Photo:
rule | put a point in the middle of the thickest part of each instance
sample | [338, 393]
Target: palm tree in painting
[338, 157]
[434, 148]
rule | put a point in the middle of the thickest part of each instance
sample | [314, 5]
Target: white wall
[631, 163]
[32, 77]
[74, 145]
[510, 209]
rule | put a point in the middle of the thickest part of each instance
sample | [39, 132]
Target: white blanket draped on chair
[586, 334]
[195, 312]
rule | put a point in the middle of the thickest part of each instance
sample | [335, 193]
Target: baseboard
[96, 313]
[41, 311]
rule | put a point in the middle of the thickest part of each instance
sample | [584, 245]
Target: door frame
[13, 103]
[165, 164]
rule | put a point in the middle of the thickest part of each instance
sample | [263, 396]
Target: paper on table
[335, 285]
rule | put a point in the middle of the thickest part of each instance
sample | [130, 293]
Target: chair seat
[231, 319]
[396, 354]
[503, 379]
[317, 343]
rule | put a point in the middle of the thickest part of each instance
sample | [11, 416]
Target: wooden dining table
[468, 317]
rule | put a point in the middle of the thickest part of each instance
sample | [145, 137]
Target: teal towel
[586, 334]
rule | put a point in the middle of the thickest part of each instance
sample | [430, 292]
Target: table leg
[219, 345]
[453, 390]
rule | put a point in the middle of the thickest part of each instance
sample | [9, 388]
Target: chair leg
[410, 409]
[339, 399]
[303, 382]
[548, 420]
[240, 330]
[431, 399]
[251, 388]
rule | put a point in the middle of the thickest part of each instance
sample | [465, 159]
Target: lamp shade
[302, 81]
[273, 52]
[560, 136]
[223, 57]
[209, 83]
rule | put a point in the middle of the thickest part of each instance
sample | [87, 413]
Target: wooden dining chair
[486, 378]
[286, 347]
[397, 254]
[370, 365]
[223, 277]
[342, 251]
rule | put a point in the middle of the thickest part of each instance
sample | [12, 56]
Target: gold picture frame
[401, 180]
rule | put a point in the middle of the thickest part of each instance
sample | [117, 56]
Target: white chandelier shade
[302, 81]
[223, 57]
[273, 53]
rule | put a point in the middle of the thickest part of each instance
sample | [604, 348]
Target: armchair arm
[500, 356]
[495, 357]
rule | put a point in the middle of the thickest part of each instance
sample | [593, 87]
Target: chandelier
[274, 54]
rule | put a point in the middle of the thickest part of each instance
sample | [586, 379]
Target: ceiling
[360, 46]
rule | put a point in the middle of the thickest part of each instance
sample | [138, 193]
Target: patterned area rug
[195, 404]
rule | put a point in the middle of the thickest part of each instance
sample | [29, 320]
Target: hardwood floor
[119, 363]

> [Required task] Using the data above, reproduce every line exactly.

> [Task solution]
Photo:
rule | put a point in the middle of the thickest part of each instance
sample | [338, 393]
Target: palm tree in painting
[338, 157]
[434, 148]
rule | put a point in the middle of the thickest part of each instance
sample | [314, 5]
Target: white wall
[631, 163]
[32, 77]
[74, 145]
[510, 209]
rule | put a point in the middle of the thickest part of each instance
sample | [39, 132]
Target: white blanket draped on chair
[586, 334]
[195, 312]
rule | put a point in the middle of the thickest part of each instance
sample | [335, 193]
Target: baseboard
[96, 313]
[41, 311]
rule | put a point in the middle of the thickest part of each instance
sample | [584, 245]
Target: door frame
[13, 103]
[165, 164]
rule | put a point in the middle of the thickest part of each instance
sample | [263, 396]
Target: paper on table
[335, 285]
rule | put a point in the middle of the thickest part of each instance
sample | [130, 293]
Target: chair seat
[231, 319]
[396, 354]
[503, 379]
[317, 343]
rule | put a point in the middle of the thickest part of each instance
sample | [11, 416]
Target: wooden dining table
[468, 317]
rule | put a point in the middle of the thickest part of each instance
sample | [145, 137]
Target: teal towel
[586, 334]
rule | put a point in the middle of the thickest part of each instance
sample | [430, 292]
Target: table leg
[219, 345]
[453, 390]
rule | put a point in the middle of the thickest part of each instance
sample | [9, 388]
Target: chair leg
[410, 409]
[339, 399]
[303, 382]
[548, 420]
[240, 330]
[431, 399]
[251, 388]
rule | put a point in the middle of the thickest part of each instance
sample | [465, 159]
Target: lamp shade
[302, 81]
[273, 52]
[560, 136]
[223, 57]
[209, 83]
rule | put a point in the middle of the thickest part of each instance
sample | [87, 413]
Target: wooden dining chair
[486, 378]
[286, 347]
[397, 254]
[370, 365]
[223, 277]
[342, 251]
rule | put a point in the middle of the thickest part of each instance
sample | [12, 56]
Target: gold picture frame
[401, 180]
rule | put a point in the middle of the thickest part of each instance
sample | [117, 56]
Target: white chandelier shade
[302, 81]
[223, 57]
[273, 53]
rule | put a point in the middle of the thickest part of each instance
sample | [604, 348]
Target: armchair arm
[500, 356]
[495, 357]
rule | put a point in the middle of the thickest part of each instance
sample | [593, 87]
Target: chandelier
[274, 54]
rule | put a point in the middle of the thickest part of each instance
sample | [586, 379]
Target: ceiling
[360, 46]
rule | put a point in the middle of the thickest part of each instance
sample | [138, 193]
Target: patterned area rug
[195, 404]
rule | put a point in the middle of the thickest part of each instance
sample | [29, 320]
Target: hardwood floor
[119, 363]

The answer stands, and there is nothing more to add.